======== PROVIDED DATA
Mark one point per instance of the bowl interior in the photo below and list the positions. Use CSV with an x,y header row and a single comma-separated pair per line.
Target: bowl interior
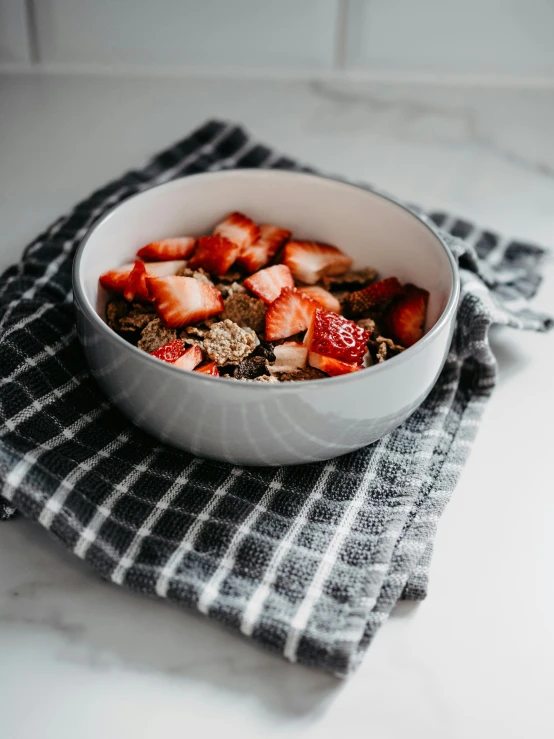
x,y
371,229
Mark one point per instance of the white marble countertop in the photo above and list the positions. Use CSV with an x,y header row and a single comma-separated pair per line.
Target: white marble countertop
x,y
82,658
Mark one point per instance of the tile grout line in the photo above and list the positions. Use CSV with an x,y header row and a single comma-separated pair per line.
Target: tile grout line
x,y
32,32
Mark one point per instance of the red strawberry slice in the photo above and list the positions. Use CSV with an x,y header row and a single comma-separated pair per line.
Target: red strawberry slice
x,y
208,369
170,352
331,335
259,253
361,300
268,283
405,317
308,260
289,357
116,279
184,300
161,251
239,229
330,365
215,254
192,357
289,314
322,296
136,282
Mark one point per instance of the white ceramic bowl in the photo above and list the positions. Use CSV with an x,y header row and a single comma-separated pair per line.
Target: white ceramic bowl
x,y
258,423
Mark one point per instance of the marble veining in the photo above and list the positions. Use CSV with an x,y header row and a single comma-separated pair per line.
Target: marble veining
x,y
81,657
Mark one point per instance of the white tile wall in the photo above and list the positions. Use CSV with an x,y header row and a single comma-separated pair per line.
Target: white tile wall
x,y
445,38
220,33
14,45
505,37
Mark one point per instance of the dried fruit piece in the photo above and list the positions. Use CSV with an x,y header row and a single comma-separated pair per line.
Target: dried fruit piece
x,y
362,300
322,296
289,357
170,352
216,254
330,365
166,249
331,335
309,261
250,368
268,283
405,317
210,368
308,373
239,229
258,254
190,359
183,300
289,314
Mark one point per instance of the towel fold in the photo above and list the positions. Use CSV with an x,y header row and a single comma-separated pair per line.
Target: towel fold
x,y
307,561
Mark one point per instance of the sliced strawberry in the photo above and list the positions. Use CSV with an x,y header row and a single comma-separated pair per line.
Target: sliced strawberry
x,y
405,316
239,229
184,300
308,260
170,352
161,251
268,283
215,254
361,300
289,357
289,314
116,279
330,365
192,357
258,254
210,368
331,335
322,296
136,282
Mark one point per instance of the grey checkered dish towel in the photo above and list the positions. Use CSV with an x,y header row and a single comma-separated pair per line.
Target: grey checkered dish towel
x,y
308,561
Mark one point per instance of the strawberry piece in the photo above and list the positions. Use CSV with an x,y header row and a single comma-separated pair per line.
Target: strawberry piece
x,y
215,254
361,300
192,357
290,313
170,352
208,369
268,283
258,254
136,282
183,300
308,260
161,251
322,296
405,316
117,279
331,335
289,357
330,365
239,229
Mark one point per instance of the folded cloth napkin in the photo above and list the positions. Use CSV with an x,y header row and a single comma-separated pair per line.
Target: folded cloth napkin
x,y
307,561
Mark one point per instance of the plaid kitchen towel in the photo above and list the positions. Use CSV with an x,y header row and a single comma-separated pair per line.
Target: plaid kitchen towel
x,y
307,561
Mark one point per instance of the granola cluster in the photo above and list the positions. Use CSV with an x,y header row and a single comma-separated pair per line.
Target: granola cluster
x,y
250,303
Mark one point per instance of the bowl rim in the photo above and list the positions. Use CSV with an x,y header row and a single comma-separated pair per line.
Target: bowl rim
x,y
82,300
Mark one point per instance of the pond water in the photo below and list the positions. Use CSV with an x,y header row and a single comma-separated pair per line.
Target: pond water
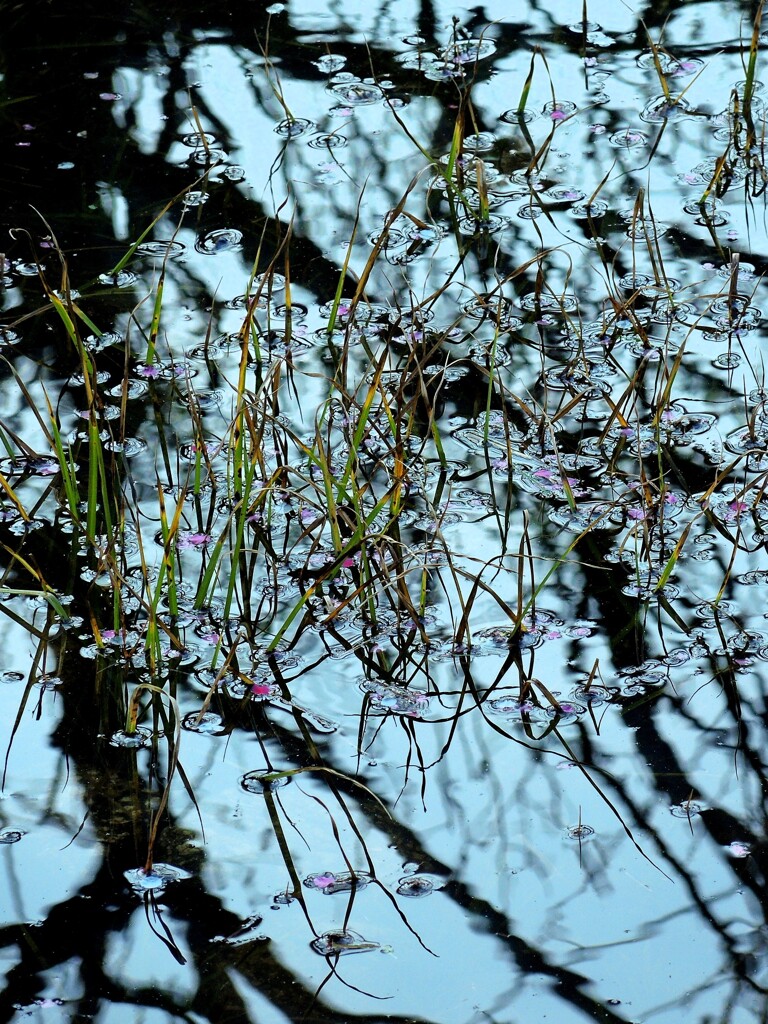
x,y
384,506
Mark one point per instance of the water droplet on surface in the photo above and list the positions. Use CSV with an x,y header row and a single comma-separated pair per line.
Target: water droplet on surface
x,y
330,62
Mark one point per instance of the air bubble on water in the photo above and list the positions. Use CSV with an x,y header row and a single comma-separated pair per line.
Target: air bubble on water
x,y
564,194
341,942
263,781
328,140
195,139
580,833
206,157
220,240
207,723
628,138
140,737
481,142
8,836
686,809
558,111
595,208
355,93
416,886
728,360
738,850
662,109
468,50
193,199
8,337
330,883
128,448
330,62
156,879
11,677
162,248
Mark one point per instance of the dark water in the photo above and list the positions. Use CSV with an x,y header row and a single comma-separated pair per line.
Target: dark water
x,y
479,821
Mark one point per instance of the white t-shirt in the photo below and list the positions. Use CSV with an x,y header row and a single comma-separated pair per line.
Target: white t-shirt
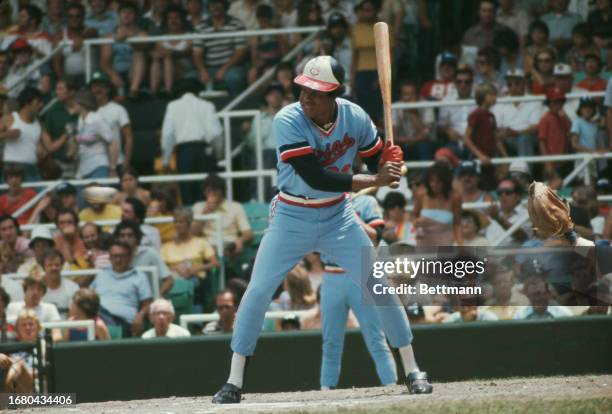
x,y
62,296
46,312
174,331
116,117
94,136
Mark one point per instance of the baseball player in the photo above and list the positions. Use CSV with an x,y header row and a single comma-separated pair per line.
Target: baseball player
x,y
317,140
339,294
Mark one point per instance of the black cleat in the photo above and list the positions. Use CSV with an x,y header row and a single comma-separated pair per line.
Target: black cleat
x,y
418,383
228,394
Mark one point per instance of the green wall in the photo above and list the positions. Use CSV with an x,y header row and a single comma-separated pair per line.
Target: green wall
x,y
133,369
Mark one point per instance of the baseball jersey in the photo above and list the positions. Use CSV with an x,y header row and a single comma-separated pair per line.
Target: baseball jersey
x,y
296,135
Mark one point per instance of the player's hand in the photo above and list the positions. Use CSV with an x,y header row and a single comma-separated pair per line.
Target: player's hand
x,y
390,174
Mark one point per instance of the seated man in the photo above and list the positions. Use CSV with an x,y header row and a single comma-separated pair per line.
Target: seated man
x,y
59,291
129,232
226,308
236,228
125,293
161,315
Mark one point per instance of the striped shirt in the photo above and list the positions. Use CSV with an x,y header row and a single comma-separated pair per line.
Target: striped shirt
x,y
218,51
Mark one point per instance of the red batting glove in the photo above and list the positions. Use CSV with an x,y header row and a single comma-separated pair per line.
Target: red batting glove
x,y
392,153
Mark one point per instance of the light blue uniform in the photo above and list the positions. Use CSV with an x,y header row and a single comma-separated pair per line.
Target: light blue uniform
x,y
296,230
339,294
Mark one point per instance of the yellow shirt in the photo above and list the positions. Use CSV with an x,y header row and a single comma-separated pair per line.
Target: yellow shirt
x,y
196,251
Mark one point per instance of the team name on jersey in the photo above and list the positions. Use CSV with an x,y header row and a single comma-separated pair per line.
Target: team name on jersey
x,y
334,151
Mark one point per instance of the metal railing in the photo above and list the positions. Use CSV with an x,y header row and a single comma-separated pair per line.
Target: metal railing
x,y
185,320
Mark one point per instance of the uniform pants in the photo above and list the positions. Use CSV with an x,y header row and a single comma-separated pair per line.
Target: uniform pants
x,y
293,232
338,295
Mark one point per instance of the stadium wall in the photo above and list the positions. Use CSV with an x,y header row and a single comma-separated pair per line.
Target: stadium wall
x,y
289,361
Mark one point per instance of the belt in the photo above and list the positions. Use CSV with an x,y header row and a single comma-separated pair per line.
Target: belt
x,y
311,202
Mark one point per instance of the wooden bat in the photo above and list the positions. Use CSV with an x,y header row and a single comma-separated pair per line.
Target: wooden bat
x,y
383,65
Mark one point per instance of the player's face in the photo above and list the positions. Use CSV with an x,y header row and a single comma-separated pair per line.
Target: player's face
x,y
316,104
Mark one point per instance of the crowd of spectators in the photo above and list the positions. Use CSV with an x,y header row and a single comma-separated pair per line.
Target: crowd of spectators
x,y
515,49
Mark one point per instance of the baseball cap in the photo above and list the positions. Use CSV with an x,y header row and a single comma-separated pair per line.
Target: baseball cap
x,y
448,59
562,69
322,73
65,188
515,73
99,76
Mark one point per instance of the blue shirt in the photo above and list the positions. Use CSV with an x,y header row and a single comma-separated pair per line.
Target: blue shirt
x,y
296,135
122,293
586,131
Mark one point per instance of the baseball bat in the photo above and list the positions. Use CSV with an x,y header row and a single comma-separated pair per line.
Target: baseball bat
x,y
383,65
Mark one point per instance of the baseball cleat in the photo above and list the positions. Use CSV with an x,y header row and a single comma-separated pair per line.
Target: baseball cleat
x,y
418,383
228,394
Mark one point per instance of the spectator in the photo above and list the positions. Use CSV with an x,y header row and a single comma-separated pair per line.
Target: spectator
x,y
161,315
453,119
516,18
124,63
468,173
21,132
437,209
482,33
268,50
101,18
542,79
363,72
61,125
554,127
96,242
236,228
413,126
15,246
190,127
398,227
129,232
115,116
55,21
560,24
100,207
17,196
86,306
40,243
98,148
509,211
518,122
125,293
541,305
225,305
59,290
481,134
133,209
470,228
592,82
538,40
599,21
583,45
190,257
438,89
171,59
221,60
506,300
71,62
33,291
68,240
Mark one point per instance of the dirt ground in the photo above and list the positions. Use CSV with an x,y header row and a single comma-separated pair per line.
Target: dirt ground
x,y
551,394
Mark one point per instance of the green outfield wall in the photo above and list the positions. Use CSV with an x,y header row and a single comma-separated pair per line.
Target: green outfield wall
x,y
289,361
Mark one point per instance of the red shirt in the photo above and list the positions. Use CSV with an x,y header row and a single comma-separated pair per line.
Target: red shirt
x,y
9,207
483,125
592,85
554,132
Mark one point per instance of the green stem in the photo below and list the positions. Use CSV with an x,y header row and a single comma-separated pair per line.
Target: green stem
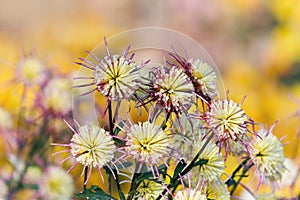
x,y
85,177
164,124
110,118
188,168
230,181
121,195
133,184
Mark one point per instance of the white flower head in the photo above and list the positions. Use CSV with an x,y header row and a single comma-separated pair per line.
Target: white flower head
x,y
204,78
116,77
171,89
268,157
228,121
92,146
56,184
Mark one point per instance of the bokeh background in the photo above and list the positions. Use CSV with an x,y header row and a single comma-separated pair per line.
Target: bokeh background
x,y
255,44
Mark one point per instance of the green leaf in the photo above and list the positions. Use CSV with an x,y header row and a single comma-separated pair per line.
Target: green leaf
x,y
119,127
94,193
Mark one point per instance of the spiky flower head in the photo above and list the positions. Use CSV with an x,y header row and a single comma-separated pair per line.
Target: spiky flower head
x,y
92,147
147,142
227,120
200,73
267,155
56,184
204,78
148,190
189,194
171,88
211,163
116,76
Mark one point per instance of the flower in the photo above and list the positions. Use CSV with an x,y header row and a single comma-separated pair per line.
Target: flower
x,y
267,156
211,163
56,184
92,147
204,78
189,194
115,77
147,142
31,70
227,120
201,74
171,88
5,119
148,190
57,96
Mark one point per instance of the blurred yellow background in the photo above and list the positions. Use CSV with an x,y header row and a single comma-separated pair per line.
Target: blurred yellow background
x,y
255,44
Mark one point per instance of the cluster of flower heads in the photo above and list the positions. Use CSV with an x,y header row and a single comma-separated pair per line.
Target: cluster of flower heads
x,y
187,135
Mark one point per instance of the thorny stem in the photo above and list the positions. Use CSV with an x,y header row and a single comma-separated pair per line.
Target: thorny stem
x,y
85,177
164,125
121,195
133,184
230,181
188,168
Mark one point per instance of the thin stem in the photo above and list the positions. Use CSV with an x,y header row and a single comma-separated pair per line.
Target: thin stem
x,y
133,184
230,181
164,125
110,118
85,177
245,170
188,168
121,195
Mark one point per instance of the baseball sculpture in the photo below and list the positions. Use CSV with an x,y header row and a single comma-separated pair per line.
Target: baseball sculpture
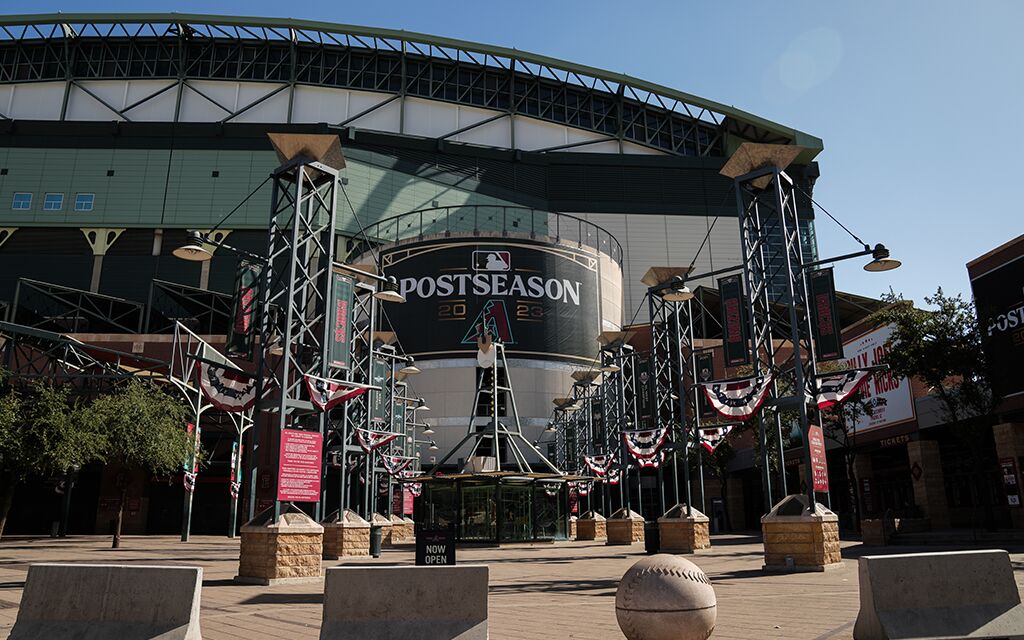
x,y
665,597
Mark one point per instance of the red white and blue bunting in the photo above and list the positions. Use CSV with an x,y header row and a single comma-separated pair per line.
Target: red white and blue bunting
x,y
645,444
371,440
226,389
653,462
711,437
599,464
326,393
394,465
838,388
738,399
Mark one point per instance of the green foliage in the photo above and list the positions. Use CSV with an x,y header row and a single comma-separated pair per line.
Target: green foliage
x,y
942,348
45,431
144,427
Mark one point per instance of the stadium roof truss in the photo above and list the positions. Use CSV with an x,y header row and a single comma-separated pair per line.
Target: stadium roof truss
x,y
284,54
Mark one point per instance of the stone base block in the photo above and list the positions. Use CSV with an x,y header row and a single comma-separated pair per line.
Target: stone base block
x,y
291,549
341,541
591,529
683,536
624,531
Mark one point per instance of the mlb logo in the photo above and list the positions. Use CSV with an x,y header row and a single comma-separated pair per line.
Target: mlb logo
x,y
492,261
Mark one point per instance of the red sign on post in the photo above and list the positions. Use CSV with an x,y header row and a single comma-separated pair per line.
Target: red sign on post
x,y
299,471
819,463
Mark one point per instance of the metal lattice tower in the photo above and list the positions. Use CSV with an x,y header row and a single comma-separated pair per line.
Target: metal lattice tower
x,y
297,280
766,200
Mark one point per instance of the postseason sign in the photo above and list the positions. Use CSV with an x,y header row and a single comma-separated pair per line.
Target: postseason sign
x,y
998,295
539,300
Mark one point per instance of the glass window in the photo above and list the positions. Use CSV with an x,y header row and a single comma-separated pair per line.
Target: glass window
x,y
22,202
84,202
53,202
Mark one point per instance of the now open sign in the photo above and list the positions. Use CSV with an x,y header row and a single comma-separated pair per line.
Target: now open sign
x,y
434,547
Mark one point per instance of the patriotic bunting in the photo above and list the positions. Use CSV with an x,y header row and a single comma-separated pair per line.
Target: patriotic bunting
x,y
371,440
394,465
599,464
711,437
838,388
645,444
225,388
653,462
738,399
326,393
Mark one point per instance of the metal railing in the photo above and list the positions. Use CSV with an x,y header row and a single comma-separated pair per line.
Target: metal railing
x,y
487,221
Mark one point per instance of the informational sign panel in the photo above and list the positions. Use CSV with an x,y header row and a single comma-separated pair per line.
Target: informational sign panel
x,y
243,331
819,463
539,300
827,344
868,350
299,468
998,296
705,366
1010,481
435,547
339,341
733,325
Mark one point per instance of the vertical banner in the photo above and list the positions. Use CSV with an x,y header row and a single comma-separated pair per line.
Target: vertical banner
x,y
299,466
236,477
827,341
192,465
705,365
243,330
819,464
733,328
339,343
378,378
================
ASSIGNMENT:
Copy out the range of lines above starting at the line with "Mark one point per instance of the wooden" and ending at the line with "Mark one point per instance of the spectator", exactly and including both.

EXERCISE ANSWER:
Mark one point per instance of the wooden bat in the photo above and list the positions. Use CSV with an x,y header row and a single comma-separated pair per line.
Target: wooden bat
x,y
383,65
Mark one point per instance of the player's face in the photo above and list the positions. Use CSV with an x,y header row and a single comma-separated pair per line.
Target: player's face
x,y
316,104
Mark one point per instance of the crowd of spectators in the photo above and list the positions. Use CSV with an x,y header row and a single comma-separated pair per line.
Target: crowd of spectators
x,y
515,49
Mark one point per instance of the baseball cap in the photo above and list the positions. Use CSV with an x,y header row and a single comma-separated pair per line.
Target: baseball cap
x,y
448,59
562,69
322,73
65,188
515,73
99,76
Mark one point per instance of the blue shirt in the photo above and list the positions. Use CSV with an x,y header row and a single comma-separated pair per line.
Target: blue shirt
x,y
296,135
122,293
586,131
Mark one point per instance of the baseball bat in the photo above and list the positions. Use CSV with an x,y header row and a single comma-separated pair per line.
Target: baseball bat
x,y
383,65
Mark one point per instance of the baseball cleat in the photo above and list the positions. Use CSV with an x,y header row and a single comma-separated pair per line.
Target: baseball cleat
x,y
418,383
228,394
Mark one point per instance of the spectator in the photo above and list the positions. Use CSV with an x,y header row and a single comma-separated pair per line.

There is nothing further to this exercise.